#### WRITTEN REQUEST
Starting with the line that has "Mark every instance of the asphalt" in it, repeat every line through the last one, word for word, and give nothing more.

Data listing:

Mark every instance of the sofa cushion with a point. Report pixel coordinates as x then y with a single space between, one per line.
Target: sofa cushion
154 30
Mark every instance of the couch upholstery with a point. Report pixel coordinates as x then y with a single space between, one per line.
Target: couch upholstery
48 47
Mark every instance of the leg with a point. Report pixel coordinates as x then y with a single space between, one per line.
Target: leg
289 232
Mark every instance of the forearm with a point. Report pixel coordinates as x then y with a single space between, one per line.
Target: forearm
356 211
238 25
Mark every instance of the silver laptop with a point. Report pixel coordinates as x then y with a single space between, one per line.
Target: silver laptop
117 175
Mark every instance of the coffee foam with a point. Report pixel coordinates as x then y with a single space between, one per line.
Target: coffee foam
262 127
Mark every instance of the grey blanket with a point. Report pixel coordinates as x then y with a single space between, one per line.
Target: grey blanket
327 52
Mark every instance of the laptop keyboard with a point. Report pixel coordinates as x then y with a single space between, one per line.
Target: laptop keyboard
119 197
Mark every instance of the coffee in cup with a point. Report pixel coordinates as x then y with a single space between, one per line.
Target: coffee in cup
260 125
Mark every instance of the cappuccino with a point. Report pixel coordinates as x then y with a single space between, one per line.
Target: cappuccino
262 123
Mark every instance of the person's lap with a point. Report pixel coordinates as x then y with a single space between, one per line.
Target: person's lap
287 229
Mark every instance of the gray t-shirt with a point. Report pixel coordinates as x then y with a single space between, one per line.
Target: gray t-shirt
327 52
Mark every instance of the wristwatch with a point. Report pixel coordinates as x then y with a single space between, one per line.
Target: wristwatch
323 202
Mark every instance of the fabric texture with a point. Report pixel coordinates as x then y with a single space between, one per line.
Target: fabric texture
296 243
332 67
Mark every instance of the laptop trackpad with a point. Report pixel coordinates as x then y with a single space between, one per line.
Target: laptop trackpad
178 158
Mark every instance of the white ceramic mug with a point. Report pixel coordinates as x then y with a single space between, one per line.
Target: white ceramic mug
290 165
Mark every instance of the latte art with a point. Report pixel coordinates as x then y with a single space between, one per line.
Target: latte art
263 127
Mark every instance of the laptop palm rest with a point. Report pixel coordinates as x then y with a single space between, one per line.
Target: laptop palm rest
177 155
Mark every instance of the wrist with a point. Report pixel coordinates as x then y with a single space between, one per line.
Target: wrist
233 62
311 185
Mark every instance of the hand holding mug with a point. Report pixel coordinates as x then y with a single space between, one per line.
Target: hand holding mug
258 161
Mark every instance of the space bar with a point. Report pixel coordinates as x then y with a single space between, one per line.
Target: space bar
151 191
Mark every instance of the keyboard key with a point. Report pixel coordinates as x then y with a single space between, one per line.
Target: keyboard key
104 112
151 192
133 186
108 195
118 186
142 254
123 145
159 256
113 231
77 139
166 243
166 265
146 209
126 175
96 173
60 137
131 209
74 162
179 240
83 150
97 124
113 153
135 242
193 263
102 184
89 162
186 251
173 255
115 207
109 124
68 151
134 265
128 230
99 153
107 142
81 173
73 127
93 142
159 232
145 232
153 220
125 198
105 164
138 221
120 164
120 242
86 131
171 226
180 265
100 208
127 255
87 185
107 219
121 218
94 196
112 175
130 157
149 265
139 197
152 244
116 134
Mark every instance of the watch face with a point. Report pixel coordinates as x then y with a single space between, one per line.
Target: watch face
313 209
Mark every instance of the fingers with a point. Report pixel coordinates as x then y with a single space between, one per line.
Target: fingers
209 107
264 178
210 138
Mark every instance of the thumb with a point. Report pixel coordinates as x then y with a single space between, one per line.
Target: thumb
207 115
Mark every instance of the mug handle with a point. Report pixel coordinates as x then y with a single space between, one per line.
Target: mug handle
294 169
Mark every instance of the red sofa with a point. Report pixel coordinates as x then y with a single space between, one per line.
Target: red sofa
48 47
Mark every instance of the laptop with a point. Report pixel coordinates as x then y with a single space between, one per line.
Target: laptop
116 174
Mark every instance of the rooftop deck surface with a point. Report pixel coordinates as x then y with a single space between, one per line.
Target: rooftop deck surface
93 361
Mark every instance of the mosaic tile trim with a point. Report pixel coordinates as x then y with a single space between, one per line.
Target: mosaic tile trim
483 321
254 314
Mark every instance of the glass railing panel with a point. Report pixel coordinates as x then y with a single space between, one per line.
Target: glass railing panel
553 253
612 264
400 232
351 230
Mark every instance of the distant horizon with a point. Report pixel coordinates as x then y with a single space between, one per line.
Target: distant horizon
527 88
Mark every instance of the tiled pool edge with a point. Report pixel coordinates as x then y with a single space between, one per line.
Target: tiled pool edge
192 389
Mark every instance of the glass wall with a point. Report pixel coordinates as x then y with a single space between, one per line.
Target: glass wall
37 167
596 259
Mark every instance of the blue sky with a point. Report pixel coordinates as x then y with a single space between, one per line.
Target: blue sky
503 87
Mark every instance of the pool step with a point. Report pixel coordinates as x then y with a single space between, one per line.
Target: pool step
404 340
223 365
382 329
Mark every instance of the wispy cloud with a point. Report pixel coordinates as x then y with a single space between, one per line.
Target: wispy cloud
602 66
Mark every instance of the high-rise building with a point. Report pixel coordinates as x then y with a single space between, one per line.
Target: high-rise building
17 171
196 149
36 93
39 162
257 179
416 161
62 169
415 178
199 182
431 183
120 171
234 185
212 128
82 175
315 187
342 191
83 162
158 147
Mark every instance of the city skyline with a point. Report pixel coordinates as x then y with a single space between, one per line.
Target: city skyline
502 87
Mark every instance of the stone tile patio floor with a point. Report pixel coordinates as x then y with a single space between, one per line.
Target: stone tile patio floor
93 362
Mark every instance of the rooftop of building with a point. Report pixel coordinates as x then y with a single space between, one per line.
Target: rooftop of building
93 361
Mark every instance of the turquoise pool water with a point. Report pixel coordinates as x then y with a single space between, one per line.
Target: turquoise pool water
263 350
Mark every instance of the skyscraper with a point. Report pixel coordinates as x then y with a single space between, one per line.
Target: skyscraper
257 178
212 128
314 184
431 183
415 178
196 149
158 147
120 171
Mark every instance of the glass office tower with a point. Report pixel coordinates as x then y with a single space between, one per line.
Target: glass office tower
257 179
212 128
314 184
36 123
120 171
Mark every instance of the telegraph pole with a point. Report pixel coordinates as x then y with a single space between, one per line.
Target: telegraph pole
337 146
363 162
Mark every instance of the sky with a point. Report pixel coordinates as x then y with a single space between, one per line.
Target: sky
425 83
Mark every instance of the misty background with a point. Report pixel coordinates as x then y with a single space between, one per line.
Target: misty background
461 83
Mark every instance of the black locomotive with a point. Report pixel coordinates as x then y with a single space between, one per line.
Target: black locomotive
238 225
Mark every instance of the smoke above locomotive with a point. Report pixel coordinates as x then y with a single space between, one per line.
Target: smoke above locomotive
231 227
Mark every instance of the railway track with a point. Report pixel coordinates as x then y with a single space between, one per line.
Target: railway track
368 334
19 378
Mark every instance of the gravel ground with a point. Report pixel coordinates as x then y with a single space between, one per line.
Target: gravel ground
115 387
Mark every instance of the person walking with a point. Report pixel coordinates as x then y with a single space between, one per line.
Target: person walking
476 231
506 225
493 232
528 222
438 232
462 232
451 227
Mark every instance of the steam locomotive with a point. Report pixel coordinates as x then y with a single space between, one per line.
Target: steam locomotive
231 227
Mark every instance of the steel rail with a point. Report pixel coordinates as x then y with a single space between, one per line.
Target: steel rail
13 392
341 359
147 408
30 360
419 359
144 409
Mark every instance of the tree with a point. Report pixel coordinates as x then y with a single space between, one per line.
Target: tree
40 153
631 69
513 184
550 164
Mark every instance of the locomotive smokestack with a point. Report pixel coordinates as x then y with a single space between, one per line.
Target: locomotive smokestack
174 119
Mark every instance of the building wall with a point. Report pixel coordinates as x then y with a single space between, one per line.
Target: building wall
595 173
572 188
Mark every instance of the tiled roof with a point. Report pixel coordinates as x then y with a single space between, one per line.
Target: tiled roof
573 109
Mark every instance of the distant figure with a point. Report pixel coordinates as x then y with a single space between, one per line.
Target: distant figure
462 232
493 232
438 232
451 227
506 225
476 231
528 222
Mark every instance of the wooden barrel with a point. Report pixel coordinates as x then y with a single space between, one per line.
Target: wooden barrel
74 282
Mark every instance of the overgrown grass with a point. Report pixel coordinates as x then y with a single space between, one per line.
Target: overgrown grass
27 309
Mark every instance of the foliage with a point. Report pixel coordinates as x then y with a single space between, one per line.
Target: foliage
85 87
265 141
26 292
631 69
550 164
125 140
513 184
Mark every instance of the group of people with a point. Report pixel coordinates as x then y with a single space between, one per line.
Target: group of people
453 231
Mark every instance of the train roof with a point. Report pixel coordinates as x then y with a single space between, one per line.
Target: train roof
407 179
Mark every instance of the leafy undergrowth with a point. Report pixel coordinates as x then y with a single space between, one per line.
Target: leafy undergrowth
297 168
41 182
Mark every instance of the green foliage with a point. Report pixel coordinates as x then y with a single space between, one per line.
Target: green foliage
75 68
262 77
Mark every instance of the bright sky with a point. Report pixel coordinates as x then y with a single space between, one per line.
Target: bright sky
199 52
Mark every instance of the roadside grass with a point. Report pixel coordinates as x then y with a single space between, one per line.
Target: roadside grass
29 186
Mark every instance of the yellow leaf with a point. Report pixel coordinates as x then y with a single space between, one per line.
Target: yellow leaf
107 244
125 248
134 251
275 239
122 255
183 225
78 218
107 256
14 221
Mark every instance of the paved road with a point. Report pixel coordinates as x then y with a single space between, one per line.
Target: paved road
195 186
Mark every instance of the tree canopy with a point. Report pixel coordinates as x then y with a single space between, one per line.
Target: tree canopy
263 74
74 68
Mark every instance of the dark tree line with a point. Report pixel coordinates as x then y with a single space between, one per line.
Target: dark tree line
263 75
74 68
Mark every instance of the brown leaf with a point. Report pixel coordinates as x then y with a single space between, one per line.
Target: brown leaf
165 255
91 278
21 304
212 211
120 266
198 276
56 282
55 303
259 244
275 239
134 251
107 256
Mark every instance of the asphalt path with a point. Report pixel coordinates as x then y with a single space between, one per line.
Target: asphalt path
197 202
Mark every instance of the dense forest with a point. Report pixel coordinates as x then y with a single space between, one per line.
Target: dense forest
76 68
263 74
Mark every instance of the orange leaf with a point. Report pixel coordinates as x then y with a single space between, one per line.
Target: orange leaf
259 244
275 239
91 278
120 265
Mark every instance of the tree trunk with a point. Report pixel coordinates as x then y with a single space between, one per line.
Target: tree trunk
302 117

#### RESULT OF THIS TASK
Mark every instance of the asphalt path with a point. Report pixel coordinates as x then y with a single space between, one per line.
Target: asphalt path
197 202
Mark every instance of the dense forest with a point. Report pixel coordinates as x then y with a single space between, one per line.
Target: dense forest
76 68
263 74
Mark every instance of the orange leaf with a point. Report pixel coordinates as x then y with a single space between, one per line.
Target: orange leaf
259 244
275 239
91 278
120 265
Mark every instance of the tree trunk with a point. Report pixel coordinates as x then y with a single space between, one per line.
Target: tree trunk
302 117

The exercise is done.